BEGIN Supplied entries
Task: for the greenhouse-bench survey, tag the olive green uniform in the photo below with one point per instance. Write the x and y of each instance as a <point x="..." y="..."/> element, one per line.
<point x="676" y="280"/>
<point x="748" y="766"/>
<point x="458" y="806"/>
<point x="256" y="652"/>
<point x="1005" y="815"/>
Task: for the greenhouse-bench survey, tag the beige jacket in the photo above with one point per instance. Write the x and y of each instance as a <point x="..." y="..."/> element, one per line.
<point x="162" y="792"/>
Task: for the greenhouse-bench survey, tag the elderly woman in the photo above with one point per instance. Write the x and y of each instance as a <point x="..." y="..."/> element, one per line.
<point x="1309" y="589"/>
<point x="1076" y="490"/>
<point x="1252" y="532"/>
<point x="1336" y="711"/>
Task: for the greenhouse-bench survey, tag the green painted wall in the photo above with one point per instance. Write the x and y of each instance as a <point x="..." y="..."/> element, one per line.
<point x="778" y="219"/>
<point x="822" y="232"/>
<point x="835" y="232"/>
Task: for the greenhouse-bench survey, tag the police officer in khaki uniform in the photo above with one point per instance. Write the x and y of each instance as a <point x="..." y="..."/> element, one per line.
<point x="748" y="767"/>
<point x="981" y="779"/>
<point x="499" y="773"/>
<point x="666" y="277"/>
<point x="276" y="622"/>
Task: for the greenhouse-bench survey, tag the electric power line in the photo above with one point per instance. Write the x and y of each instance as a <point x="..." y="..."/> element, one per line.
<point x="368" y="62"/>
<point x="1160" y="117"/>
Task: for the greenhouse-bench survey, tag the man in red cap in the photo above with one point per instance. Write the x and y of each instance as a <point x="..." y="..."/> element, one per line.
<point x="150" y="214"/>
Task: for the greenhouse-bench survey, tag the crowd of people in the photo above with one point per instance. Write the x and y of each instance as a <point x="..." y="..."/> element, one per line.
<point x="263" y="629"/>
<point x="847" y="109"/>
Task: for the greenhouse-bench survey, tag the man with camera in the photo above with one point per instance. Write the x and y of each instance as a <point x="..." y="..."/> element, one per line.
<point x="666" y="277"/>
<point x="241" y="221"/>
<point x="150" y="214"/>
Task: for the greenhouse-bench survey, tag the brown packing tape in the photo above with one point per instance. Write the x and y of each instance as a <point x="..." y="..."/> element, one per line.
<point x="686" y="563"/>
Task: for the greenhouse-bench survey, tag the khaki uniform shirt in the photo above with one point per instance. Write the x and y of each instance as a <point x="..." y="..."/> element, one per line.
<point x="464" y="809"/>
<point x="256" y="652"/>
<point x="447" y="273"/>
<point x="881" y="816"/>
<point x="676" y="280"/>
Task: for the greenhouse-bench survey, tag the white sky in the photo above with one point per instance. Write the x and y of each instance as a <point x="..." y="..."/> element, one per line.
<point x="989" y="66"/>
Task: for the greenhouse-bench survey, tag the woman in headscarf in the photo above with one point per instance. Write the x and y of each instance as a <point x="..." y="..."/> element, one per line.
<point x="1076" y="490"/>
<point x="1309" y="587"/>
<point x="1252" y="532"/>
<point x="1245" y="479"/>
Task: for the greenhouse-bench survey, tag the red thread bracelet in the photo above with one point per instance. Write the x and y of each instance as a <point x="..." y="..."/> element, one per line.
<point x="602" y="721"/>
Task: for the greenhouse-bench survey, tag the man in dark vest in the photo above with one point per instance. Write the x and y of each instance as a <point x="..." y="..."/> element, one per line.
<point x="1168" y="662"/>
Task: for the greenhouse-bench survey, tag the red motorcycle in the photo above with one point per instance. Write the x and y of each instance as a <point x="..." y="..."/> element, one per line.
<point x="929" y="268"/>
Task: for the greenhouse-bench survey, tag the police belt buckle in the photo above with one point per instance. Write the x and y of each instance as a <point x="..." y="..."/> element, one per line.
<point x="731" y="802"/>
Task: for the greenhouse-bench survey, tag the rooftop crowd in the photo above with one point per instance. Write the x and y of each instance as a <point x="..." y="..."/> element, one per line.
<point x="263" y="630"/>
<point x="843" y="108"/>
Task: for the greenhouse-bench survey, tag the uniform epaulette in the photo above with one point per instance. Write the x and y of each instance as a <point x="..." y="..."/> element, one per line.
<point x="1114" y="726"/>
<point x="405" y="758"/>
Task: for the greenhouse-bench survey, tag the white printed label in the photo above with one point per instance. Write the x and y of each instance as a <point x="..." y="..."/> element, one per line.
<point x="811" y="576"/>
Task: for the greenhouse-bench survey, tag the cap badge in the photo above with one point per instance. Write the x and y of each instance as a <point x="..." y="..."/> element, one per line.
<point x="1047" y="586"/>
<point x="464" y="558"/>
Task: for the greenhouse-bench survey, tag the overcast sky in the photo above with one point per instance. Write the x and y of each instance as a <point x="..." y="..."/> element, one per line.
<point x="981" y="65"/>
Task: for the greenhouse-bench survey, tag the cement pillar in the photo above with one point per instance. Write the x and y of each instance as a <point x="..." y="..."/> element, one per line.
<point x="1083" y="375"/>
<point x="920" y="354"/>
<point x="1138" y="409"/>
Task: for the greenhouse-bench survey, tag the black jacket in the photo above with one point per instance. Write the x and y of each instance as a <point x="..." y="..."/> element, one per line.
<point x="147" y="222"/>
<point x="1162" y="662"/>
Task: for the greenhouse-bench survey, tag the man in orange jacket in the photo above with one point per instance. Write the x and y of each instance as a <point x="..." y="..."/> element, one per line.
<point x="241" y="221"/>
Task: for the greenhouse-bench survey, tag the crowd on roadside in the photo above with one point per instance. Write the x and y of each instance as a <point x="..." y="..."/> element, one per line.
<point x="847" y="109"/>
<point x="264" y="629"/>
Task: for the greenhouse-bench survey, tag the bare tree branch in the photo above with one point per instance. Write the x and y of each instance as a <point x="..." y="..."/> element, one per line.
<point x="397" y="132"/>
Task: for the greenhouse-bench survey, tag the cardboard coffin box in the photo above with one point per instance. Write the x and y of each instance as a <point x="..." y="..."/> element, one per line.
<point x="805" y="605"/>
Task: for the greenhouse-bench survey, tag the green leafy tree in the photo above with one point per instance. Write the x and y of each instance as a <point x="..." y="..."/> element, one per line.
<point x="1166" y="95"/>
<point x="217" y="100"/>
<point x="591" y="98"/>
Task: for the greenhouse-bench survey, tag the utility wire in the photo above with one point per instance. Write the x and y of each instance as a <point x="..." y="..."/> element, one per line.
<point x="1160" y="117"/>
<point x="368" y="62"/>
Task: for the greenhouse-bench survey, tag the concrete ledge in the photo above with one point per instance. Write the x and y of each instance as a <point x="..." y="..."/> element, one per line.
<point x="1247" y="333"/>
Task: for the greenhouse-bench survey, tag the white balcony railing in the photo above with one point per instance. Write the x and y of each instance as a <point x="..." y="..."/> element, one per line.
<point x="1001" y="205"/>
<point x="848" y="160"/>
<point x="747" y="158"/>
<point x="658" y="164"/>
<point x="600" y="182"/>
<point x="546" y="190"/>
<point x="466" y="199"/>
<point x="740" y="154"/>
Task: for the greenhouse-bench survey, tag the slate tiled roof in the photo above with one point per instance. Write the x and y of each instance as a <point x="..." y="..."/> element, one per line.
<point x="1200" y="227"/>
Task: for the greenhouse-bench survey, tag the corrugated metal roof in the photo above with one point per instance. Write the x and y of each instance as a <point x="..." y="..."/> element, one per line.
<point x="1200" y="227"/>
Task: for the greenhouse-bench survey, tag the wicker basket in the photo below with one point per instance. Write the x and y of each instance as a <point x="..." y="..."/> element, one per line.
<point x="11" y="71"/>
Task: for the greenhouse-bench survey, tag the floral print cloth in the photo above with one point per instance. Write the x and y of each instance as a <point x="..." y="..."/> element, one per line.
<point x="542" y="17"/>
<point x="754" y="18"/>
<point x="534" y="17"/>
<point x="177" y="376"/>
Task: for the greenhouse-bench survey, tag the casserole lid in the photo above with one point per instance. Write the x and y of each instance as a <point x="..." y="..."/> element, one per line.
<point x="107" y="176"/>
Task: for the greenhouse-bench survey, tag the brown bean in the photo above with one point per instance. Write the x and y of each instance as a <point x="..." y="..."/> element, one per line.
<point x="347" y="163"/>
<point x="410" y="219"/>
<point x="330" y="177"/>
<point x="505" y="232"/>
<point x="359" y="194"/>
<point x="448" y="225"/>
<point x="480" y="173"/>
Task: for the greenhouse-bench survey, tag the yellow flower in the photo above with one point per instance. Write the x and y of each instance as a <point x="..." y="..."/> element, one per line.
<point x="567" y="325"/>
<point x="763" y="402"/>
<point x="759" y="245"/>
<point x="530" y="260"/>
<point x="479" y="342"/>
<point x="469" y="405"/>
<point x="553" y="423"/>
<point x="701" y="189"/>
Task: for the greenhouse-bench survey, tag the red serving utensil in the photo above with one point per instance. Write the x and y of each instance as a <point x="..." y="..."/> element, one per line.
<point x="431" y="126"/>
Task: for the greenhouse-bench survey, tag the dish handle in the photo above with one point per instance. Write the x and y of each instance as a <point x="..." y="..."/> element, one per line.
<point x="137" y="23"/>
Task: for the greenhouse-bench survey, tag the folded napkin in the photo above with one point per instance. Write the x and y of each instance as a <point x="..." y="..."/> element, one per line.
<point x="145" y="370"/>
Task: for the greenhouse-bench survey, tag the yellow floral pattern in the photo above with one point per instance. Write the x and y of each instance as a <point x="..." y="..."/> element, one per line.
END Supplied entries
## Required work
The line containing "Task: for the greenhouse-bench survey, tag the folded" marks where to begin; copy it and every later line exactly, through the end of the data.

## Result of this task
Task: for the greenhouse-bench survey, tag the folded napkin in the photo above with one point per instance. Write the x and y of each instance as a <point x="..." y="..."/> element, one per line.
<point x="145" y="370"/>
Task: for the greenhouse-bench survey, tag the yellow floral pattern in the photo above with one point per instance. Write the x and y of each instance as a <point x="..." y="..."/> element, one per line.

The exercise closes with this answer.